KUTIPAN UNTUK DIBACA:
================================
Wali Songo

Komunitas Blogger Wajo

WALI SONGO
“Walisongo” berarti sembilan orang wali”
Mereka adalah Maulana Malik Ibrahim, Sunan Ampel, Sunan Giri, Sunan Bonang, Sunan Dradjad, Sunan Kalijaga, Sunan Kudus, Sunan Muria, serta Sunan Gunung Jati. Mereka tidak hidup pada saat yang persis bersamaan. Namun satu sama lain mempunyai keterkaitan erat, bila tidak dalam ikatan darah juga dalam hubungan guru-murid
1.    Maulana Malik Ibrahim

Nama aslinya adalah Maulana Malik Ibrahim, wafat di Gresik, 12 Raiul awal 822/8 April 1419). Salah seorang dari wali songo yang di yakini sebagai pelopor penyebaran Islam di Jawa. Ia juga di kenal dengan nama Maulana Maghribi atau Syekh Maghrib, karena di duga berasal dari wilayah Maghribi, Afika Utara. Akan tetapi, masyarakat umum di Jawa lebih mengenalnya sebagai Sunan Gresik, karena tempat tinggal untuk menyiarkan agama Islam dan pemakamannya berada di daerah Gresik. Beliau menyebarkan agama Islam di Gresik dan sekitarnya.
 Metode dakwah yang beliau terapkan cukup unik dan tepat, yaitu dengan membuka warung untuk berjualan kebutuhan sehari-hari dengan harga murah, juga mengadakan pengobatan gratis. Beliau juga membangun msjid dan pondok pesantren di dusun Pesucian, sekitar 9 km utara Kota Gresikpada tahun 801  H/1392 M.
================================
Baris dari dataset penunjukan
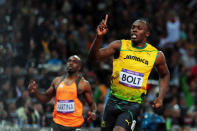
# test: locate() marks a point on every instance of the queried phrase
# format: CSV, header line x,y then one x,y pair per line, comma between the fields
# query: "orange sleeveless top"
x,y
68,108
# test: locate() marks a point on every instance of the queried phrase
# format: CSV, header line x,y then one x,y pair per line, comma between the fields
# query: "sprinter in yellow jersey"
x,y
132,63
67,90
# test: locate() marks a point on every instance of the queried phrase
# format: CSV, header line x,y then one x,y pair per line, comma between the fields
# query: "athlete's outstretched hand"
x,y
32,87
91,116
157,103
102,27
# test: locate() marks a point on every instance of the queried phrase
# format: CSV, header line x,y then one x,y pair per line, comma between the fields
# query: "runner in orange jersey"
x,y
67,90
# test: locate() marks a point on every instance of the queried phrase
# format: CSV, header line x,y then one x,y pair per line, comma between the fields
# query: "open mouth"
x,y
133,36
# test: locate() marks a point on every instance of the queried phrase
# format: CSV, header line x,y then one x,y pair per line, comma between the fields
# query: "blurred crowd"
================================
TUGAS DAN LATIHAN:
- A) Menurut teks tentang Wali Songo, di dusun mana Maulana Malik Ibrahim membangun masjid dan pondok pesantren?
- B) Sebutkan semua nama lain Maulana Malik Ibrahim yang tercantum dalam teks tentang Wali Songo.
- C) Teruskan teks tentang Wali Songo mulai dari kalimat terakhirnya.

HASIL YANG DIHARAPKAN:
- A) Dusun Pesucian, sekitar 9 km utara Kota Gresik.

- B) Maulana Maghribi, Syekh Maghrib, Sunan Gresik

- C)
Beliau mencoba merangkul masyarakat bawah, yaitu kasta terendahdalam budaya Hindu. Metode ini ternyata berhasil, terbuktisedikit demi sedikit masjid yang di bangun beliau ramai di kunjungi warga yang sudah memeluk agama Islam. Dan Islam pun berkembang di pulau Jawa, bahkan di daerah-daerah Nusantara. Selesai membangun dan menata pondokan tempat belajar agama di Leran, tahun 1419 M Maulana Malik Ibrahim wafat. Makamnya kini terdapat di kampung Gapura, Gresik, Jawa Timur
2.    Sunan Ampel

Ia putera tertua Maulana Malik Ibrahim. Menurut Babad Tanah Jawi dan Silsilah Sunan Kudus, di masa kecilnya ia dikenal dengan nama Raden Rahmat. Ia lahir di Campa pada 1401 Masehi. Nama Ampel sendiri, diidentikkan dengan nama tempat dimana ia lama bermukim. Di daerah Ampel atau Ampel Denta, wilayah yang kini menjadi bagian dari Surabaya (kota Wonokromo sekarang).
Sunan Ampel adalah penerus cita-cita dan perjuagan Maulana Malik Ibrahim. Beliau memulai aktivitasnya dengan mendirikan pesantren di Ampel Denta, Surabaya. Sehingga beliau dikenal dengan Pembina pondok pesantren pertama di Jawa Timur. Di pesantren inilah beliau mendidik para pemuda Islam untuk menjadi tenaga da’i yang akan di sebar keseluruh Jawa.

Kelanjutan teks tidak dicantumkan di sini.